• _What needs to be done_
Translate this sentence from the "Meet the Artists" text into Spanish: "Georges Pierre Seurat was a French post-Impressionist artist."

• _Reading passage_

┌──

Meet the Artists – Portraits of Famous Artists

Vincent Van Gogh

(given name Vincent Willem van Gogh)

Dutch painter (1853–1890)

He was a Dutch Post-Impressionist painter who also worked in France and is among the most famous and influential figures in the history of Western art.

In just over a decade he created approximately 2100 artworks, including around 860 oil paintings, most of them in the last two years of his life.

 

Paul Klee

Swiss artist (1879-1940)

Paul Klee was a Swiss-born German artist. His highly individual style was influenced by expressionism, cubism, and surrealism.

 

Georges Seurat

French painter (1859-1891)

Georges Pierre Seurat was a French post-Impressionist artist. He devised the painting technique known as pointillism (dots of paint, letting the eye mix the colors) and chromoluminarism. For his drawings on paper, he used conté crayon on a rough paper surface.

 

René Magritte

(given name: René François Ghislain Magritte)

A Belgian artist known for his surrealism. His depictions of familiar objects in unfamiliar, unexpected contexts, often provoked questions about the nature and boundaries of reality and representation.

 

Salvadore Dali

(given name: Salvador Domingo Felipe Jacinto Dalí i Domènech, Marquess of Dalí of Púbol)

└──

• _Input data_
┌──

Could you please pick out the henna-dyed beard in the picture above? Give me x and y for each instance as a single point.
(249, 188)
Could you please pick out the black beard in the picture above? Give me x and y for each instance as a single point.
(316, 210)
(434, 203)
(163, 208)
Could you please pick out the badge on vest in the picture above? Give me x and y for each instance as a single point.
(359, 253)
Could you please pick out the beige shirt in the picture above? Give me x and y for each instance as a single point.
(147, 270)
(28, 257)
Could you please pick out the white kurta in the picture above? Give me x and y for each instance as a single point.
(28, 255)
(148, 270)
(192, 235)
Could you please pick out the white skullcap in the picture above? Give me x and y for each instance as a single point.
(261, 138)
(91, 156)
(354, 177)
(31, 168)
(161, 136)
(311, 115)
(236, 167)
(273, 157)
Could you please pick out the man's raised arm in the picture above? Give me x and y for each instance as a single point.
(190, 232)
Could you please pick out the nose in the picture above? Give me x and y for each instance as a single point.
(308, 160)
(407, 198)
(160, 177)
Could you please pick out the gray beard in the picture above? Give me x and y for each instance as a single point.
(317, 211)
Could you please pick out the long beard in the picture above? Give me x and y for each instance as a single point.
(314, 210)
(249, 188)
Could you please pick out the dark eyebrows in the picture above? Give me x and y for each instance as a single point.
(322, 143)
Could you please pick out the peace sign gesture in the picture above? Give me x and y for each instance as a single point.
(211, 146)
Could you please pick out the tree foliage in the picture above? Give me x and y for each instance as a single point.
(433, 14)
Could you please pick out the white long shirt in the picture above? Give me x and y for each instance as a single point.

└──

• _Solution_
Georges Pierre Seurat fue un artista postimpresionista francés.